■ Excerpt ■
488# MMU_LAZY_TLB_REFCOUNT=n can improve the scalability of context switching
489# to/from kernel threads when the same mm is running on a lot of CPUs (a large
490# multi-threaded application), by reducing contention on the mm refcount.
491#
492# This can be disabled if the architecture ensures no CPUs are using an mm as a
493# "lazy tlb" beyond its final refcount (i.e., by the time __mmdrop frees the mm
494# or its kernel page tables). This could be arranged by arch_exit_mmap(), or
495# final exit(2) TLB flush, for example.
496#
497# To implement this, an arch *must*:
498# Ensure the _lazy_tlb variants of mmgrab/mmdrop are used when manipulating
499# the lazy tlb reference of a kthread's ->active_mm (non-arch code has been
500# converted already).
501config MMU_LAZY_TLB_REFCOUNT
502	def_bool y
503	depends on !MMU_LAZY_TLB_SHOOTDOWN
504
505# This option allows MMU_LAZY_TLB_REFCOUNT=n. It ensures no CPUs are using an
506# mm as a lazy tlb beyond its last reference count, by shooting down these
507# users before the mm is deallocated. __mmdrop() first IPIs all CPUs that may
508# be using the mm as a lazy tlb, so that they may switch themselves to using
509# init_mm for their active mm. mm_cpumask(mm) is used to determine which CPUs
510# may be using mm as a lazy tlb mm.
511#
512# To implement this, an arch *must*:
513# - At the time of the final mmdrop of the mm, ensure mm_cpumask(mm) contains
514#   at least all possible CPUs in which the mm is lazy.
515# - It must meet the requirements for MMU_LAZY_TLB_REFCOUNT=n (see above).
516config MMU_LAZY_TLB_SHOOTDOWN
517	bool
518
519config ARCH_HAVE_NMI_SAFE_CMPXCHG
520	bool
521
522config ARCH_HAS_NMI_SAFE_THIS_CPU_OPS
523	bool
524
525config HAVE_ALIGNED_STRUCT_PAGE
526	bool
527	help
528	  This makes sure that struct pages are double word aligned and that
529	  e.g. the SLUB allocator can perform double word atomic operations
530	  on a struct page for better performance. However selecting this
531	  might increase the size of a struct page by a word.

■ Written tasks ■
**A.** List the name of every option that the Kconfig excerpt defines with a "config" entry.
**B.** Using the Kconfig excerpt, answer these questions:
(i) What default value is given to MMU_LAZY_TLB_REFCOUNT?
(ii) Under MMU_LAZY_TLB_SHOOTDOWN, what does __mmdrop() do first?
(iii) What size cost may come from selecting HAVE_ALIGNED_STRUCT_PAGE?
**C.** Write a continuation of the Kconfig excerpt, beginning right after its last line.

■ Dataset excerpt ■
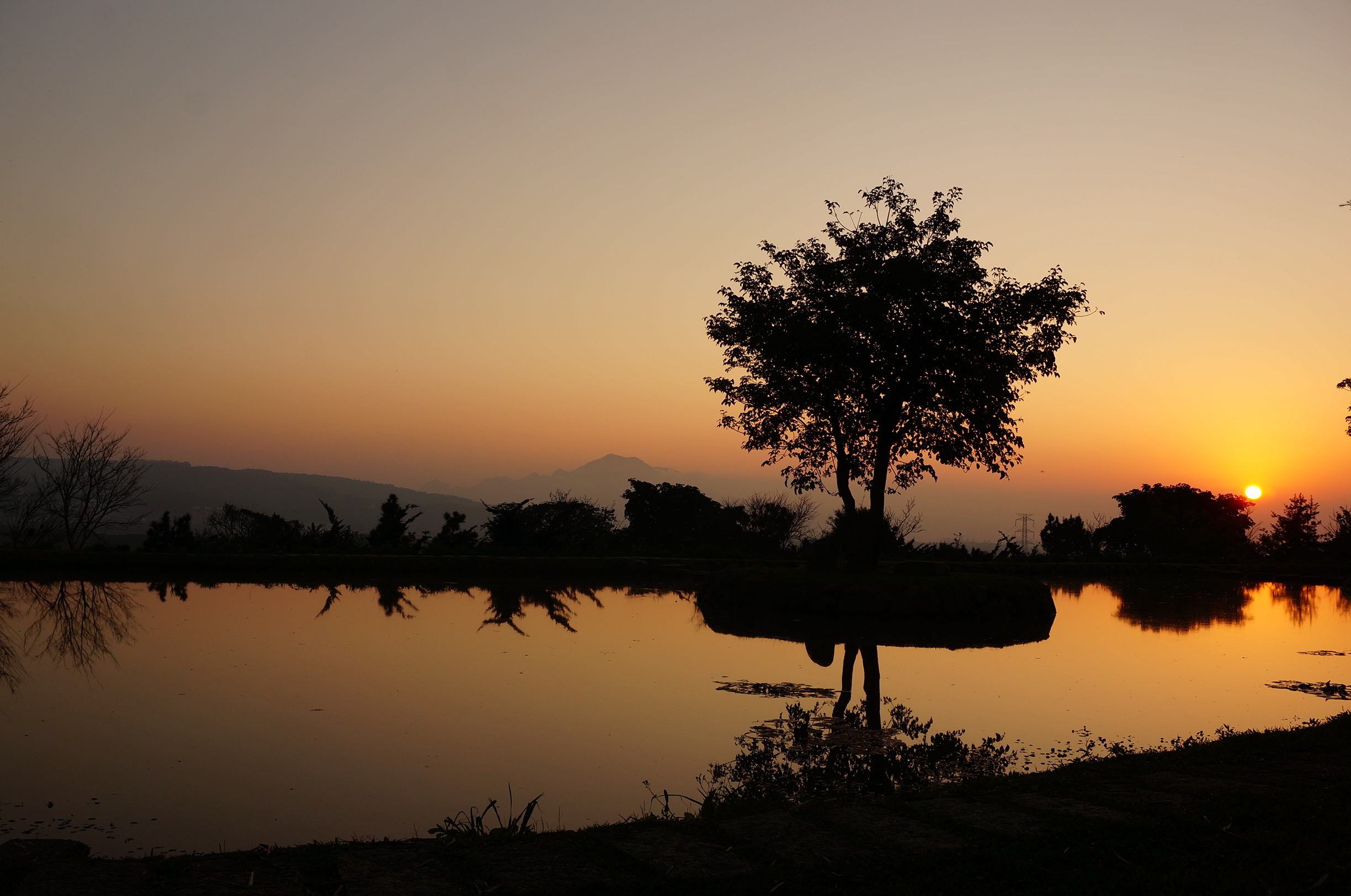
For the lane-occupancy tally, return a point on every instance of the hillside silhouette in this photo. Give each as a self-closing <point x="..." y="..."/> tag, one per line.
<point x="182" y="488"/>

■ Exercise responses ■
**A.**
MMU_LAZY_TLB_REFCOUNT
MMU_LAZY_TLB_SHOOTDOWN
ARCH_HAVE_NMI_SAFE_CMPXCHG
ARCH_HAS_NMI_SAFE_THIS_CPU_OPS
HAVE_ALIGNED_STRUCT_PAGE

**B.**
(i) y (def_bool y).
(ii) It IPIs all CPUs that may be using the mm as a lazy tlb, so that they may switch themselves to using init_mm for their active mm.
(iii) It might increase the size of a struct page by a word.

**C.**
532
533config HAVE_CMPXCHG_LOCAL
534	bool
535
536config HAVE_CMPXCHG_DOUBLE
537	bool
538
539config ARCH_WEAK_RELEASE_ACQUIRE
540	bool
541
542config ARCH_WANT_IPC_PARSE_VERSION
543	bool
544
545config ARCH_WANT_COMPAT_IPC_PARSE_VERSION
546	bool
547
548config ARCH_WANT_OLD_COMPAT_IPC
549	select ARCH_WANT_COMPAT_IPC_PARSE_VERSION
550	bool
551
552config HAVE_ARCH_SECCOMP
553	bool
554	help
555	  An arch should select this symbol to support seccomp mode 1 (the fixed
556	  syscall policy), and must provide an overrides for __NR_seccomp_sigreturn,
557	  and compat syscalls if the asm-generic/seccomp.h defaults need adjustment:
558	  - __NR_seccomp_read_32
559	  - __NR_seccomp_write_32
560	  - __NR_seccomp_exit_32
561	  - __NR_seccomp_sigreturn_32
562
563config HAVE_ARCH_SECCOMP_FILTER
564	bool
565	select HAVE_ARCH_SECCOMP
566	help
567	  An arch should select this symbol if it provides all of these things:
568	  - all the requirements for HAVE_ARCH_SECCOMP
569	  - syscall_get_arch()
570	  - syscall_get_arguments()
571	  - syscall_rollback()
572	  - syscall_set_return_value()
573	  - SIGSYS siginfo_t support
574	  - secure_computing is called from a ptrace_event()-safe context
575	  - secure_computing return value is checked and a return value of -1
576	    results in the system call being skipped immediately.
577	  - seccomp syscall wired up
578	  - if !HAVE_SPARSE_SYSCALL_NR, have SECCOMP_ARCH_NATIVE,
579	    SECCOMP_ARCH_NATIVE_NR, SECCOMP_ARCH_NATIVE_NAME defined. If
580	    COMPAT is supported, have the SECCOMP_ARCH_COMPAT* defines too.
581
582config SECCOMP
583	prompt "Enable seccomp to safely execute untrusted bytecode"
584	def_bool y
585	depends on HAVE_ARCH_SECCOMP
586	help
587	  This kernel feature is useful for number crunching applications
588	  that may need to handle untrusted bytecode during their
589	  execution. By using pipes or other transports made available
590	  to the process as file descriptors supporting the read/write
591	  syscalls, it's possible to isolate those applications in their
592	  own address space using seccomp. Once seccomp is enabled via
593	  prctl(PR_SET_SECCOMP) or the seccomp() syscall, it cannot be
594	  disabled and the task is only allowed to execute a few safe
595	  syscalls defined by each seccomp mode.
596
597	  If unsure, say Y.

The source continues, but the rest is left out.